§ Supplied records:
☆ ☆ ☆ ☆ ☆

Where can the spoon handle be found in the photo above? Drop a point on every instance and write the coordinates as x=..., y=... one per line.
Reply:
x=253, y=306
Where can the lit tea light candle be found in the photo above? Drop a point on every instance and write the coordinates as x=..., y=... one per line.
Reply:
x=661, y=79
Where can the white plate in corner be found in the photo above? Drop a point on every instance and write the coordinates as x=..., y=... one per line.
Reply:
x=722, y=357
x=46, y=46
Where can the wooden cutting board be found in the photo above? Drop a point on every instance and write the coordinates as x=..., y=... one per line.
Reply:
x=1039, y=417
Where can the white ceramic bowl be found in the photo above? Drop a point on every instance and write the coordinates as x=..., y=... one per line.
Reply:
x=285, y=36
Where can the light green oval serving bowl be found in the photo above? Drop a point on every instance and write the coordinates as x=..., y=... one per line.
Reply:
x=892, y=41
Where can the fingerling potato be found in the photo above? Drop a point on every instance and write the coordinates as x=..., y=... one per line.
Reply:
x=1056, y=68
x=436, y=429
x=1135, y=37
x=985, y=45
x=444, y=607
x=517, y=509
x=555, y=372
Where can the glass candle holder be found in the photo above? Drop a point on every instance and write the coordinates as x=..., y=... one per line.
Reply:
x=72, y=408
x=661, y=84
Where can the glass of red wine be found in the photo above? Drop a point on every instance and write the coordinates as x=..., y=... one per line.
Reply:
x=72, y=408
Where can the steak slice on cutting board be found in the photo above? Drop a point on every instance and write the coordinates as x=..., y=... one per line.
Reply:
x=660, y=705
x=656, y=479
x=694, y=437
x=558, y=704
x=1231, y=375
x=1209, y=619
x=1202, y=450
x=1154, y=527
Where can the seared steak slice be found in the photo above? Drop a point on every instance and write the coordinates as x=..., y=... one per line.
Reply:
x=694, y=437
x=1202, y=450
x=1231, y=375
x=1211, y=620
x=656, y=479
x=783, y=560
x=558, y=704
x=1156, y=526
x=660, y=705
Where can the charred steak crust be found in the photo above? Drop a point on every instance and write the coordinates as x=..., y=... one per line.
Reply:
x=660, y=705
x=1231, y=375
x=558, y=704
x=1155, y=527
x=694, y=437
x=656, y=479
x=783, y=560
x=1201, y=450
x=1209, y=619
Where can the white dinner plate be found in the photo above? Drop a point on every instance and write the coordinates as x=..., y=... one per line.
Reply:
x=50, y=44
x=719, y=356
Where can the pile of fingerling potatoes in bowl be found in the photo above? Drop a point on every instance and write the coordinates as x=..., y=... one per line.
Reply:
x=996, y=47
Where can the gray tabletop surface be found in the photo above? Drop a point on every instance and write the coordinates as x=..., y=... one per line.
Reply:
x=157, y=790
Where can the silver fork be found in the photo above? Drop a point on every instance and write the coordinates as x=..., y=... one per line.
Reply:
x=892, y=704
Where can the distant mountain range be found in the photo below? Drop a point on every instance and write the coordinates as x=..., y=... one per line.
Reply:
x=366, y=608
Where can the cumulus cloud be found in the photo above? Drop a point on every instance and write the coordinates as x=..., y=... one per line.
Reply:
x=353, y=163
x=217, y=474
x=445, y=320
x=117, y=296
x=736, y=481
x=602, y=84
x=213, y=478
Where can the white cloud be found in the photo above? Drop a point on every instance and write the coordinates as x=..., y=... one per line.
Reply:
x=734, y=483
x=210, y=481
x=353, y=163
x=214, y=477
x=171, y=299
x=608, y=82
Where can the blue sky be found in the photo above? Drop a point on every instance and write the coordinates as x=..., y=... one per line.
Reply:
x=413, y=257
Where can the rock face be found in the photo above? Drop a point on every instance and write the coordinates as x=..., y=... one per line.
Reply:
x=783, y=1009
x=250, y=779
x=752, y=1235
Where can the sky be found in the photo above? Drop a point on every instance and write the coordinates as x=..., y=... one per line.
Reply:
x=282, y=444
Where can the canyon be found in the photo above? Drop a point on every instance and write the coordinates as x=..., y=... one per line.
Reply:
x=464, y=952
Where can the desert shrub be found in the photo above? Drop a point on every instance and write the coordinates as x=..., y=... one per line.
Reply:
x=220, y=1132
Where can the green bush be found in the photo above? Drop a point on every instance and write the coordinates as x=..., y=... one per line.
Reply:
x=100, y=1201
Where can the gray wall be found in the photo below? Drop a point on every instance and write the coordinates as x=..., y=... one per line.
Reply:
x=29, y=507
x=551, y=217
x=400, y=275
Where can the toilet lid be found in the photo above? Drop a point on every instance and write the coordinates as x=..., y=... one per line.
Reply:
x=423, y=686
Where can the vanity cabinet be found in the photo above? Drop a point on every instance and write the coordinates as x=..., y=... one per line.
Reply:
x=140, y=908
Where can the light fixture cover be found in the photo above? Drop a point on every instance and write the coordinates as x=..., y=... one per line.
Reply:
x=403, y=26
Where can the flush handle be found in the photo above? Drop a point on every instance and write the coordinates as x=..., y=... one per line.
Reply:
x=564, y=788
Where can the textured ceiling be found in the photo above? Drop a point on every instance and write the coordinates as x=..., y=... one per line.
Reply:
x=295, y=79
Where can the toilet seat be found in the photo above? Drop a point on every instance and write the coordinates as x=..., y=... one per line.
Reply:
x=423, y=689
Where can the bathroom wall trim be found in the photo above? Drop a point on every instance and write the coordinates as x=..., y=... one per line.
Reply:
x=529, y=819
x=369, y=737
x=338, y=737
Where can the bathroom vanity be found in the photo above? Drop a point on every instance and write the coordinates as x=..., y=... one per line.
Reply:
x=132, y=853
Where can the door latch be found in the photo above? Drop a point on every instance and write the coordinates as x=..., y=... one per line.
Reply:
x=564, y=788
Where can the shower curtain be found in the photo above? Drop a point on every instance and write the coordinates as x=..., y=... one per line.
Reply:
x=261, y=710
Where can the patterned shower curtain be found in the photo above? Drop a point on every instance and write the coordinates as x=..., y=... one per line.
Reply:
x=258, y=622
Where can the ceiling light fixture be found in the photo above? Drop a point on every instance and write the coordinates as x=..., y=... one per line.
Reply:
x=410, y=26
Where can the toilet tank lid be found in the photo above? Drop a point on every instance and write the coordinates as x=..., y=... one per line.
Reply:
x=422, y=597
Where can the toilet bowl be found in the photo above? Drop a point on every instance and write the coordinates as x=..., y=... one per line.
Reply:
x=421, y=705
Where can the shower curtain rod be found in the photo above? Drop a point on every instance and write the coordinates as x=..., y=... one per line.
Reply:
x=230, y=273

☆ ☆ ☆ ☆ ☆

§ Exercise prompt: Each line above must be retyped exactly in the response.

§ Task answer:
Where can the spoon handle be found in the photo above? Drop a point on every instance and write the coordinates as x=..., y=... one per line.
Reply:
x=253, y=306
Where can the lit tea light candle be found in the photo above? Drop a point on every instance and write the coordinates as x=..., y=... one per line.
Reply:
x=661, y=79
Where can the white plate in corner be found in the photo above? Drop a point on every instance and write the coordinates as x=..., y=... one per line.
Reply:
x=722, y=357
x=46, y=46
Where can the wooden cutting board be found in the photo above? Drop a point on every instance and write the coordinates as x=..., y=... one per line.
Reply:
x=1039, y=417
Where can the white ceramic bowl be found in the photo above? Drop a point on every instance and write the coordinates as x=..., y=... one per line.
Reply:
x=285, y=36
Where can the light green oval serving bowl be found in the photo above? Drop a point on every instance and write the coordinates as x=..., y=... one per line.
Reply:
x=892, y=41
Where can the fingerling potato be found in the photo above? Drop a point on every instance and write the coordinates as x=..., y=... one per line.
Reply:
x=1056, y=68
x=436, y=429
x=1135, y=37
x=985, y=45
x=444, y=607
x=517, y=509
x=555, y=372
Where can the glass candle holder be found in the photo above? Drop a point on every instance and write the coordinates as x=..., y=... one per line.
Reply:
x=72, y=408
x=661, y=84
Where can the glass of red wine be found in the photo above? Drop a point on every instance and write the coordinates as x=..., y=... one per line.
Reply:
x=72, y=408
Where can the steak slice on cutting board be found in the photo above? Drop a point on every instance and write the coordinates as x=..., y=... one per line.
Reply:
x=660, y=705
x=656, y=479
x=694, y=437
x=558, y=704
x=1231, y=375
x=1209, y=619
x=1202, y=450
x=1154, y=527
Where can the seared steak slice be found in the photo above? Drop a point on every instance and write the coordinates as x=..., y=... one per line.
Reply:
x=694, y=437
x=1202, y=450
x=1231, y=375
x=1211, y=620
x=656, y=479
x=783, y=560
x=558, y=704
x=1156, y=526
x=660, y=705
Where can the charred steak crust be found in the photo above? Drop a point on every instance and write the coordinates as x=..., y=... one per line.
Reply:
x=660, y=705
x=1231, y=375
x=558, y=704
x=1155, y=527
x=694, y=437
x=656, y=479
x=783, y=560
x=1201, y=450
x=1209, y=619
Where can the white dinner plate be found in the photo above? Drop a point on every instance and write the coordinates as x=..., y=... one per line.
Reply:
x=50, y=44
x=719, y=356
Where can the pile of fingerling potatoes in bowl be found in the photo above? Drop a point on every instance and write the coordinates as x=..., y=... one per line.
Reply:
x=996, y=47
Where can the gray tabletop surface be found in the photo above? Drop a point on every instance and write the coordinates as x=..., y=... one per line.
Reply:
x=157, y=790
Where can the silver fork be found in the photo above? Drop a point on every instance and write the coordinates as x=..., y=... one per line.
Reply:
x=892, y=704
Where can the distant mountain range be found in the photo below? Drop a point on every instance and write the coordinates as x=..., y=... one per line.
Reply:
x=366, y=608
Where can the cumulus cloud be found in the photo above? Drop a point on every instance and write the coordinates as x=..., y=... one per line.
Reply:
x=353, y=163
x=217, y=474
x=445, y=320
x=117, y=296
x=736, y=481
x=602, y=84
x=213, y=478
Where can the white cloud be found in the photo above? Drop a point on every instance and write the coordinates as x=..., y=... one per line.
Reply:
x=734, y=483
x=210, y=481
x=353, y=163
x=214, y=477
x=171, y=299
x=608, y=82
Where can the blue sky be found in the photo above? Drop a point on every instance and write the coordinates as x=..., y=... one per line.
Reply:
x=413, y=257
Where can the rock face be found in the photo above? Drop a point on every instance and write the coordinates as x=..., y=... one per line.
Reply:
x=783, y=1009
x=250, y=779
x=752, y=1235
Where can the sky be found in the photo above? Drop a point on every instance and write the coordinates as x=..., y=... one per line.
Reply:
x=282, y=444
Where can the canyon be found in the photo above? Drop a point on every instance and write the coordinates as x=..., y=... one per line.
Reply:
x=464, y=952
Where can the desert shrub be found in the photo above? Drop a point on every instance and write the coordinates as x=..., y=... one per line.
Reply:
x=220, y=1132
Where can the green bush be found in the photo above? Drop a point on every instance and write the coordinates as x=..., y=... one per line.
Reply:
x=100, y=1201
Where can the gray wall be found in the photo below? Drop a point on every instance and write the coordinates as x=..., y=... one per line.
Reply:
x=29, y=507
x=551, y=217
x=400, y=275
Where can the toilet lid be found in the photo above? Drop a point on every instance and write the coordinates as x=..., y=... one per line.
Reply:
x=423, y=686
Where can the vanity cabinet be found in the photo above? Drop a point on every instance and write the coordinates as x=..., y=... one per line.
Reply:
x=140, y=908
Where can the light fixture cover be found in the photo above? Drop a point on every instance and write the coordinates as x=..., y=... one per line.
Reply:
x=403, y=26
Where can the flush handle be found in the photo above? Drop a point on every instance and write the coordinates as x=..., y=... one per line.
Reply:
x=564, y=788
Where can the textured ceiling be found in the photo above? Drop a point on every instance and write the coordinates as x=..., y=... one per line.
Reply:
x=295, y=79
Where can the toilet seat be found in the photo above? Drop a point on every instance and write the coordinates as x=..., y=... one per line.
Reply:
x=423, y=689
Where can the bathroom wall trim be found in the photo above? Drop a point on every instance and write the coordinates as x=..., y=... one per line.
Reply:
x=529, y=819
x=369, y=737
x=338, y=737
Where can the bathroom vanity be found in the photo above? Drop a point on every instance and write the coordinates as x=..., y=... one per line.
Reply:
x=132, y=853
Where can the door latch be found in the photo above? Drop a point on every instance and write the coordinates as x=..., y=... one per line.
Reply:
x=564, y=788
Where can the shower curtain be found in the photo above? Drop a point on every instance and write the coordinates as x=..., y=... one per line.
Reply:
x=261, y=710
Where can the patterned shower curtain be found in the photo above? Drop a point on every instance and write the coordinates as x=..., y=... one per line.
Reply:
x=258, y=622
Where can the ceiling light fixture be found in the photo above? Drop a point on every instance and write the coordinates as x=..., y=... one per line.
Reply:
x=410, y=26
Where can the toilet tank lid be found in the photo above? Drop a point on every instance and write the coordinates as x=..., y=... one per line.
Reply:
x=422, y=597
Where can the toilet bowl be found in the photo above? Drop a point on every instance and write the coordinates as x=..., y=... one per line.
Reply:
x=421, y=705
Where can the shower curtain rod be found in the photo above? Drop a point on every instance and write the coordinates as x=..., y=... one per line.
Reply:
x=230, y=273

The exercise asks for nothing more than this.